EXERCISE ::
Which lines below contain the string "horizon"? Report each of those lines in full.

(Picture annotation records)
***

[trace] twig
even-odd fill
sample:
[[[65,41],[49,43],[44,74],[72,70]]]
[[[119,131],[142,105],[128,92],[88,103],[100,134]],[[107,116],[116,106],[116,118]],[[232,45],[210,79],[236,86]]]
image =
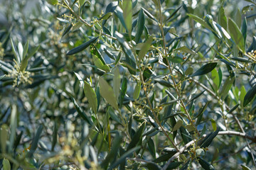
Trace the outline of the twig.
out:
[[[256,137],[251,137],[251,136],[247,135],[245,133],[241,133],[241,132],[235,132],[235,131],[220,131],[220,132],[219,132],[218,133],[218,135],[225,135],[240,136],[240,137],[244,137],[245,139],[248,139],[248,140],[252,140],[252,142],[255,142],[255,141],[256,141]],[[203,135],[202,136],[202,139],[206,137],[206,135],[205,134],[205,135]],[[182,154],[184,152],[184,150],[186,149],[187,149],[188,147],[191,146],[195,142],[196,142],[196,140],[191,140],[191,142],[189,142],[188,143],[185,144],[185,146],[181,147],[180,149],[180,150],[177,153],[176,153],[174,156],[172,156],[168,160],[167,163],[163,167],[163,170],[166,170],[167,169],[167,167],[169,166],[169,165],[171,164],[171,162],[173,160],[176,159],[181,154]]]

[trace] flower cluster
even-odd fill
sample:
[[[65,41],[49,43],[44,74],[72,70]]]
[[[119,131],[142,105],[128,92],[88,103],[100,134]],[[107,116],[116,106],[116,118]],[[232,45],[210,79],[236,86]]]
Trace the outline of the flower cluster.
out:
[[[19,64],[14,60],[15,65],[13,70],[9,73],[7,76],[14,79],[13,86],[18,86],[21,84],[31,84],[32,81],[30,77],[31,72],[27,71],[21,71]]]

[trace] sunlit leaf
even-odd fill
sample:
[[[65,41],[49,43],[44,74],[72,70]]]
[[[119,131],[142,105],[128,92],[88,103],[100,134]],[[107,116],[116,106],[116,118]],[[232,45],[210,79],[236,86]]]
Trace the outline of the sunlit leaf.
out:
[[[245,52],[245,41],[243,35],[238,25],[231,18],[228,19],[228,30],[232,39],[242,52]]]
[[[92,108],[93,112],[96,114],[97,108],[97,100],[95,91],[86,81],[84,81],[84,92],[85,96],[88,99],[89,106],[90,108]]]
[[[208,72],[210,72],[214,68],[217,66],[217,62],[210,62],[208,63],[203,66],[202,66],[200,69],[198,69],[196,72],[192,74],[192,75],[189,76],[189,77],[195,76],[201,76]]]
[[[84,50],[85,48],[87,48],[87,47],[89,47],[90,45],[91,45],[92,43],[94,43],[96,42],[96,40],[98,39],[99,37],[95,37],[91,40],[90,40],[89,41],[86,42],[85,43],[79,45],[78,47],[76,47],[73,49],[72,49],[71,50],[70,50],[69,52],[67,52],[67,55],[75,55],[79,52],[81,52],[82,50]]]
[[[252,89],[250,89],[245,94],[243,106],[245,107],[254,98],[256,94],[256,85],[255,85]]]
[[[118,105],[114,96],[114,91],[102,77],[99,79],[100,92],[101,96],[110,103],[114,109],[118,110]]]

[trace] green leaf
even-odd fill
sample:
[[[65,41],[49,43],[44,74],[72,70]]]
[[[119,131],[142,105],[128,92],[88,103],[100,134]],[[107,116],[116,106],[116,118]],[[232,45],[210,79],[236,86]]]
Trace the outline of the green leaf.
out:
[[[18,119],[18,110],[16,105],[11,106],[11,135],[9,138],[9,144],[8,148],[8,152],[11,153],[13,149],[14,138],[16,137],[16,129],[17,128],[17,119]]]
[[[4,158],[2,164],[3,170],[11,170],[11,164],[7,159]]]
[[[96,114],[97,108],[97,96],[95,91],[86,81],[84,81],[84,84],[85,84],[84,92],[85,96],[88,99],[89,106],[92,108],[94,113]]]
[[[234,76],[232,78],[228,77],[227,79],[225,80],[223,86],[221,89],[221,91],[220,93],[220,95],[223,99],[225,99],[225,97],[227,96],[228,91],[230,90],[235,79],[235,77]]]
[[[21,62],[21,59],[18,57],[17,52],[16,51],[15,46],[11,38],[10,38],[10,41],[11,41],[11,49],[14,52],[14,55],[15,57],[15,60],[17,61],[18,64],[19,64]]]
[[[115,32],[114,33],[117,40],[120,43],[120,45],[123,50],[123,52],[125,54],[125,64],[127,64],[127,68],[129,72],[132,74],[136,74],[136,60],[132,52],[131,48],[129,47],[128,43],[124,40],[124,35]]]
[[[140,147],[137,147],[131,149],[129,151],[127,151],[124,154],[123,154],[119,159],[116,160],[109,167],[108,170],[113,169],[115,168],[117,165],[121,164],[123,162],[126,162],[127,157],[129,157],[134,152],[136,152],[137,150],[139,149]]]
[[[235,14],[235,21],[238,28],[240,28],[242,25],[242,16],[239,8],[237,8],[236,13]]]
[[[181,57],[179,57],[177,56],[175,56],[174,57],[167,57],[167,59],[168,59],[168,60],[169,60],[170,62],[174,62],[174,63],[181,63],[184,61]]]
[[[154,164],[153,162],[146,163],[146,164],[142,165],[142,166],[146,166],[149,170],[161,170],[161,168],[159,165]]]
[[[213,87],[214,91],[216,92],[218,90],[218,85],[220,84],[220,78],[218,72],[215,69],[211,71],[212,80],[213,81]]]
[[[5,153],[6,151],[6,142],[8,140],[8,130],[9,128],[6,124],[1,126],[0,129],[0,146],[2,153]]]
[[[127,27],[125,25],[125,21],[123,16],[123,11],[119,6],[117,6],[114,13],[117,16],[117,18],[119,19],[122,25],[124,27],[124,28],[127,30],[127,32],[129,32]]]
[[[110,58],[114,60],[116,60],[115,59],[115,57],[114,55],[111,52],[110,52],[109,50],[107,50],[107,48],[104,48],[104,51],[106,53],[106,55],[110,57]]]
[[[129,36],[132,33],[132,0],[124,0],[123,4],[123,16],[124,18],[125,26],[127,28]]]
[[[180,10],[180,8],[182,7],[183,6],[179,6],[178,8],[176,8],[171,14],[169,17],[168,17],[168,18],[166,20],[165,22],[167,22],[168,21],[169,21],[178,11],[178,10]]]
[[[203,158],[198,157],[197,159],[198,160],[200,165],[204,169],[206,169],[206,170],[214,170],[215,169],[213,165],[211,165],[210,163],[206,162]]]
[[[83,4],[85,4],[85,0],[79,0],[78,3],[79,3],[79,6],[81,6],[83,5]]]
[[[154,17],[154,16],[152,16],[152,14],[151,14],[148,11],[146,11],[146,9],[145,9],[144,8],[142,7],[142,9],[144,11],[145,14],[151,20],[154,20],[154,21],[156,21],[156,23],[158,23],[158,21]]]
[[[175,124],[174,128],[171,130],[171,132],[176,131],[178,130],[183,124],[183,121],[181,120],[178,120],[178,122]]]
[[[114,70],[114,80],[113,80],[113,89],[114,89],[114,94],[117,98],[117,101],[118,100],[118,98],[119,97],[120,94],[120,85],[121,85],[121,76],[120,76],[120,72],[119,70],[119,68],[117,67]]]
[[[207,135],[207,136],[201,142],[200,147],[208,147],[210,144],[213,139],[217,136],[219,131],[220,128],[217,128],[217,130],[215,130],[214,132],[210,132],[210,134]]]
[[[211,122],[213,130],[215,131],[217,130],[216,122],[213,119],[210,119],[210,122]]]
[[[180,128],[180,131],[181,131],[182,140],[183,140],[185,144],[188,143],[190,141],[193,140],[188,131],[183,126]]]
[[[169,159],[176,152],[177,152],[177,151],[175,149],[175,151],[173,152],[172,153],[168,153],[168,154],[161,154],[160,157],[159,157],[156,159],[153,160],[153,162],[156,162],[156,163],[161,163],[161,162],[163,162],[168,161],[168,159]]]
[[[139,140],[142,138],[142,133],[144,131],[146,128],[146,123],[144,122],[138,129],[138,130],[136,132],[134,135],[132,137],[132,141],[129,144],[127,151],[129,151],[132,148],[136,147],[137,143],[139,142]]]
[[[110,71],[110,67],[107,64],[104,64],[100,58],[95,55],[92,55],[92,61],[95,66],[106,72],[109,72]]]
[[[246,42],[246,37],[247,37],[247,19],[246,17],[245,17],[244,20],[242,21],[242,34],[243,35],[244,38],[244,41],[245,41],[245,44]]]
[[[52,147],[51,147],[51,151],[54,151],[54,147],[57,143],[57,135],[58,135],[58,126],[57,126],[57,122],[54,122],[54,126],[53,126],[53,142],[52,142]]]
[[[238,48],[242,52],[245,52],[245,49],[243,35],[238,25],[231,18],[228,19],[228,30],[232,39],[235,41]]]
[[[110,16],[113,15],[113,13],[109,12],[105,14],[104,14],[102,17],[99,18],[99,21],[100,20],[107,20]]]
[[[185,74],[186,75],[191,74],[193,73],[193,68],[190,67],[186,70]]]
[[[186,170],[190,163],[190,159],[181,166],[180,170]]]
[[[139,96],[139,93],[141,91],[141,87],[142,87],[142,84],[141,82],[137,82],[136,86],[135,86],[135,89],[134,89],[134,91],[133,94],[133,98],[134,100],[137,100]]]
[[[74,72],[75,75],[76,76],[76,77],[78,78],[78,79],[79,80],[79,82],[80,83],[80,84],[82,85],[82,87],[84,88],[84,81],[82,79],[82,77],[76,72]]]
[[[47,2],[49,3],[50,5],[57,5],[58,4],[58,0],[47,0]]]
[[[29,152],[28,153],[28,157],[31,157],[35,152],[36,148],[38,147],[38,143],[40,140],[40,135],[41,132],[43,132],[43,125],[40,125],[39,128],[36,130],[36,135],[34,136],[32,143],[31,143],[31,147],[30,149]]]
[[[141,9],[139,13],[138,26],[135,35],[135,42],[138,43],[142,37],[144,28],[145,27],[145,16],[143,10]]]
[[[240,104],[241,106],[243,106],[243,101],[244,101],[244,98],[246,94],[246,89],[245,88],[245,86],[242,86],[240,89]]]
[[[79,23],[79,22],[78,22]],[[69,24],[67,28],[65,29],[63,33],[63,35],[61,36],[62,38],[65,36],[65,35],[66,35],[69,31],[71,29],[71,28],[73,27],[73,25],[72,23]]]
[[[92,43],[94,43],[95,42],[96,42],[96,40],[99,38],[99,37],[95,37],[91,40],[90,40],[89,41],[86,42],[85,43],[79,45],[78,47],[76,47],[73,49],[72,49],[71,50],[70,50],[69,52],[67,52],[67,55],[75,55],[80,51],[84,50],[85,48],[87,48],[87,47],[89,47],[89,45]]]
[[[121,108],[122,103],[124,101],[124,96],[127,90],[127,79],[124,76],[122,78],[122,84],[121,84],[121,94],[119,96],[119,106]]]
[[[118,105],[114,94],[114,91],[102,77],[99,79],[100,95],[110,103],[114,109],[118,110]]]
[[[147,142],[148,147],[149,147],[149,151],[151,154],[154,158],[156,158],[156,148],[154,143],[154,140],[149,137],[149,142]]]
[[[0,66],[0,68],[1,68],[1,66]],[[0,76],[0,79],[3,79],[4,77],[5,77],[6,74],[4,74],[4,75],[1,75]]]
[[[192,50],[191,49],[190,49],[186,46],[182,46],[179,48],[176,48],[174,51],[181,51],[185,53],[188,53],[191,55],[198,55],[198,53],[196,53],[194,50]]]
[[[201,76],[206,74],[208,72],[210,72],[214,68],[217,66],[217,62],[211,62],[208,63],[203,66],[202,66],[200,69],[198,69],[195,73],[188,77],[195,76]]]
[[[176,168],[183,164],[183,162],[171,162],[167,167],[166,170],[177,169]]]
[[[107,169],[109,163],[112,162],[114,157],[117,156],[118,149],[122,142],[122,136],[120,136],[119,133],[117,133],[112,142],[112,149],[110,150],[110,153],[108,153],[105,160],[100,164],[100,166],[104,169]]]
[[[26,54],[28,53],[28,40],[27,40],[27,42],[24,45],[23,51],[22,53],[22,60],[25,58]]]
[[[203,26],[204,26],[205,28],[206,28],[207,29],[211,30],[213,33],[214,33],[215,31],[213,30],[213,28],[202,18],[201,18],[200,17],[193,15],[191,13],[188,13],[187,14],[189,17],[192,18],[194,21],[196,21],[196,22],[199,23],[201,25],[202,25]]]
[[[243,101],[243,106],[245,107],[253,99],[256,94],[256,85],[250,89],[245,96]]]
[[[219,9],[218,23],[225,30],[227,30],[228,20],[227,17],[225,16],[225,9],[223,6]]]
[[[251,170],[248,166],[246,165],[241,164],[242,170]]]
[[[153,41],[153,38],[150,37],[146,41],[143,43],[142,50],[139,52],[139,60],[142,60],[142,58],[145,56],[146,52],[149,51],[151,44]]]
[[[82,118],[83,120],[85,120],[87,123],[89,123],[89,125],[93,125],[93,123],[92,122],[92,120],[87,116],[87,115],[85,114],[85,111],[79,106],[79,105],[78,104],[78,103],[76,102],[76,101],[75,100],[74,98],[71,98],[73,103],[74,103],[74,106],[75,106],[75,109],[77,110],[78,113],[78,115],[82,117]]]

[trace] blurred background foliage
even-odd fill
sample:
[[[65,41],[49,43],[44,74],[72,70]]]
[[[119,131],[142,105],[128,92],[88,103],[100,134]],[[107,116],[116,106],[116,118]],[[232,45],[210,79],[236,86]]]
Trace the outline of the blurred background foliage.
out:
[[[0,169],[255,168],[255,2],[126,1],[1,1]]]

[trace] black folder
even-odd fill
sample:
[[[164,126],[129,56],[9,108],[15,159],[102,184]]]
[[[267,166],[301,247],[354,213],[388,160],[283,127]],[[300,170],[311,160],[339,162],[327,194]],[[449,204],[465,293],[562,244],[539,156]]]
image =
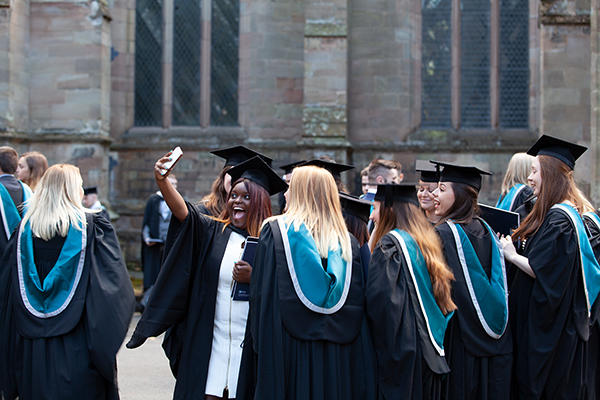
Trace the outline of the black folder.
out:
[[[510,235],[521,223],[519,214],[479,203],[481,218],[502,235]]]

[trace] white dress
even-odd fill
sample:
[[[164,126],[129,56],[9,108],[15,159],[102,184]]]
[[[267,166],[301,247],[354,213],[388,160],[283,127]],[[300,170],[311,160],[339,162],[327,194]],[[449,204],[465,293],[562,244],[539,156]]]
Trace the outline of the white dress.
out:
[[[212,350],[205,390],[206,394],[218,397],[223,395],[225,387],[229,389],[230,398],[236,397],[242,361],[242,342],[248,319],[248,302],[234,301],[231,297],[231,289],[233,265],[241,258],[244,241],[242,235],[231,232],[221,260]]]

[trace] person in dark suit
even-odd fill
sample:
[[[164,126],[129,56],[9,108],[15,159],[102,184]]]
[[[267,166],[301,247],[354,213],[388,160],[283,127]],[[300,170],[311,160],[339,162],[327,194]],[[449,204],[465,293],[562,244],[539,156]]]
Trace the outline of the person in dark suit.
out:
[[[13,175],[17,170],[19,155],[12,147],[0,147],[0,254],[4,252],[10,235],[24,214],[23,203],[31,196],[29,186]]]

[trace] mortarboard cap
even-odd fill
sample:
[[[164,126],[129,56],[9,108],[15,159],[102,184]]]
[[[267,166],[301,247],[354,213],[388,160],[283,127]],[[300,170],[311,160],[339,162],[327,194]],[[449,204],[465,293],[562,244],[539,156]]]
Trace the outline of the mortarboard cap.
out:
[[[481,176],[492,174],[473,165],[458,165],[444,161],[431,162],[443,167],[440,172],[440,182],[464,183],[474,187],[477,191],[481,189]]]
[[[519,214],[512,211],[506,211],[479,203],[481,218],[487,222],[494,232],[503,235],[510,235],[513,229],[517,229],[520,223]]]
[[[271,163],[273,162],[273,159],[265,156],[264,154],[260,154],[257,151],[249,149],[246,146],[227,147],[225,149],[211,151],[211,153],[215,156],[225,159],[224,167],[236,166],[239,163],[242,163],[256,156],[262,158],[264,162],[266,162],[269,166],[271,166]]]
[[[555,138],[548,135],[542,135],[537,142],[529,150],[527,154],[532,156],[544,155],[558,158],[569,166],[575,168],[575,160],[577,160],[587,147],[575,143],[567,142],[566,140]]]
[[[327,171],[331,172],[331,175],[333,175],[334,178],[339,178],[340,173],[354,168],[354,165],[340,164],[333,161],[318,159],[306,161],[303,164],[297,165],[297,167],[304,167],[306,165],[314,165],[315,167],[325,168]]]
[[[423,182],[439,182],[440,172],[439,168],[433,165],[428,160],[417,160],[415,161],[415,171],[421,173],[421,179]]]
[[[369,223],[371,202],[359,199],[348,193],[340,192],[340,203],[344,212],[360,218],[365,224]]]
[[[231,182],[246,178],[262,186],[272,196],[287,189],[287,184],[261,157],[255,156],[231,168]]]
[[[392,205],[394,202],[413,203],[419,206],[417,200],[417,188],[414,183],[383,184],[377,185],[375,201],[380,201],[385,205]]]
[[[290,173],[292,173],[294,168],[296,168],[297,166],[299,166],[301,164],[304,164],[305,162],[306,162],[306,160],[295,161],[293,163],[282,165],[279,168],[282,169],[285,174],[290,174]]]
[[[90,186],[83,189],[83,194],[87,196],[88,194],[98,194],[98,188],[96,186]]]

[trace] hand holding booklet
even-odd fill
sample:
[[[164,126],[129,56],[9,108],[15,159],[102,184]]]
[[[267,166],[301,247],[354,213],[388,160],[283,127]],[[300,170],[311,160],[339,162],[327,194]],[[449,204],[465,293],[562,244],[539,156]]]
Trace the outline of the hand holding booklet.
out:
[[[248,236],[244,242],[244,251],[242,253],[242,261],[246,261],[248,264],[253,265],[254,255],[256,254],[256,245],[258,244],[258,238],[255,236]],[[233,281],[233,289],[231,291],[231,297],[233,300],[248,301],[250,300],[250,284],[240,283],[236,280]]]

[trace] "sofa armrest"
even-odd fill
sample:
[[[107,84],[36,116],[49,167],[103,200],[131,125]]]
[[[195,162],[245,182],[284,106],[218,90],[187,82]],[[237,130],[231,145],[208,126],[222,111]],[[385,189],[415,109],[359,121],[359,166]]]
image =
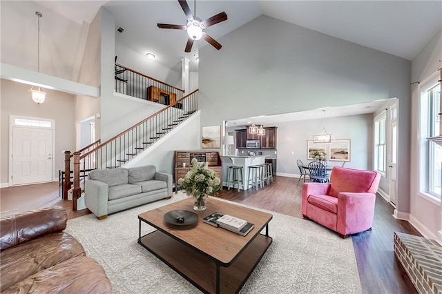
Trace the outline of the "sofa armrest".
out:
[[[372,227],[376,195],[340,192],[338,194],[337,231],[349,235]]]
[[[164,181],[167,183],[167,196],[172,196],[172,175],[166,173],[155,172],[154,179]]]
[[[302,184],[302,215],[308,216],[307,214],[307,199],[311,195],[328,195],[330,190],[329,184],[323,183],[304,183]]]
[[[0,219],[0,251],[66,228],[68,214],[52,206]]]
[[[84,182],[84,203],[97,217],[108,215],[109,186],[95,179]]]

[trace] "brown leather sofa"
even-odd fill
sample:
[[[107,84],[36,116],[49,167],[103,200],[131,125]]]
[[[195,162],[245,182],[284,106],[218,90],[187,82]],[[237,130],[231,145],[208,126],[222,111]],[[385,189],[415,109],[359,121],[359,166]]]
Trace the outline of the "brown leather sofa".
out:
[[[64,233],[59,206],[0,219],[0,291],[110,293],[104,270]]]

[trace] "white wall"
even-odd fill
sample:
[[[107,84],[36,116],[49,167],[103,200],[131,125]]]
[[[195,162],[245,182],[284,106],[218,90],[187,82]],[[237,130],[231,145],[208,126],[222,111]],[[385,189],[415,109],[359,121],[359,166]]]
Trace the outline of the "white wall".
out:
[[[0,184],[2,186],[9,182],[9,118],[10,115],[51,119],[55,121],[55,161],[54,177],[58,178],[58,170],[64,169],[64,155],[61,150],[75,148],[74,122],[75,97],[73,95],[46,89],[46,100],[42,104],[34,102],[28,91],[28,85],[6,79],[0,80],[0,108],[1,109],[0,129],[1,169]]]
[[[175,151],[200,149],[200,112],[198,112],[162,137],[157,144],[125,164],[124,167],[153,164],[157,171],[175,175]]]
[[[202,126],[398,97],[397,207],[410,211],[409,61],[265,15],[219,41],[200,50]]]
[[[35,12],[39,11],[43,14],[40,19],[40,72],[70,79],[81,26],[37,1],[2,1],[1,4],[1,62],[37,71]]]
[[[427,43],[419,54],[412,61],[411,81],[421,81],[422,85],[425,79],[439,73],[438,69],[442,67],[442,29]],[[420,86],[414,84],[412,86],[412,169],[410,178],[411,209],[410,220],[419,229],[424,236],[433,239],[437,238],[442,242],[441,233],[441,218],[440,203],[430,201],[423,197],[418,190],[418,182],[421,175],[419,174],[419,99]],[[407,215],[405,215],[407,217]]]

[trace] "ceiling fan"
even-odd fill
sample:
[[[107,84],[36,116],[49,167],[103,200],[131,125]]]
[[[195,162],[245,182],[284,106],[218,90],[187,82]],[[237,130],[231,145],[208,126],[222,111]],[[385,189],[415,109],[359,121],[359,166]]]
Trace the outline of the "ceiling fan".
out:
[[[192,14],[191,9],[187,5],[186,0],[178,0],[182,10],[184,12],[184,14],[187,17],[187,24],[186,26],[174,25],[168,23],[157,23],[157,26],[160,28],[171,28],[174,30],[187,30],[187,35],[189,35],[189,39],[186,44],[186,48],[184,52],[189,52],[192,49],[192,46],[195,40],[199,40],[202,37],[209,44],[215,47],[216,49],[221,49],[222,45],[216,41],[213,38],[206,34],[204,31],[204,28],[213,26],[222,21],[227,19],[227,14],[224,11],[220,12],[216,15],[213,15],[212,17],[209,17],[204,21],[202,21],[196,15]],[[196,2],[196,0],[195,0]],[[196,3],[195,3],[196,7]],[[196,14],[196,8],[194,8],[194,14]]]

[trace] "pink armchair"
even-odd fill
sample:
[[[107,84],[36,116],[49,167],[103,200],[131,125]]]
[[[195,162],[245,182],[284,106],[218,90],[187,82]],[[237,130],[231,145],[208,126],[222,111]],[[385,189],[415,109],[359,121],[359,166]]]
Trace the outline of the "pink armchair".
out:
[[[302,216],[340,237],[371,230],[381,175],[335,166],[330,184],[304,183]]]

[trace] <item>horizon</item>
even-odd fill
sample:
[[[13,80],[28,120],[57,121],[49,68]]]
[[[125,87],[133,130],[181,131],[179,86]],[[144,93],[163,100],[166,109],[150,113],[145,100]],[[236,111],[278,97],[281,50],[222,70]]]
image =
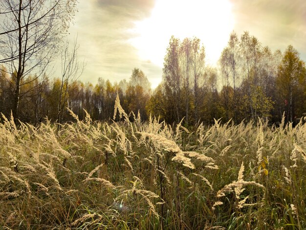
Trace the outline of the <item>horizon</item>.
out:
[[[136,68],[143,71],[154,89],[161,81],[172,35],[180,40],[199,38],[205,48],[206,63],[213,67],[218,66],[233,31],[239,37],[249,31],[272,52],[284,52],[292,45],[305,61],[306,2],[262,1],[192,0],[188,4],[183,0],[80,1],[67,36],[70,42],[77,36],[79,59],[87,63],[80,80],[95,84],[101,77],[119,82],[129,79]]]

***

FULL SOLUTION ::
[trace] <item>horizon</item>
Trace the outline of the <item>horizon</item>.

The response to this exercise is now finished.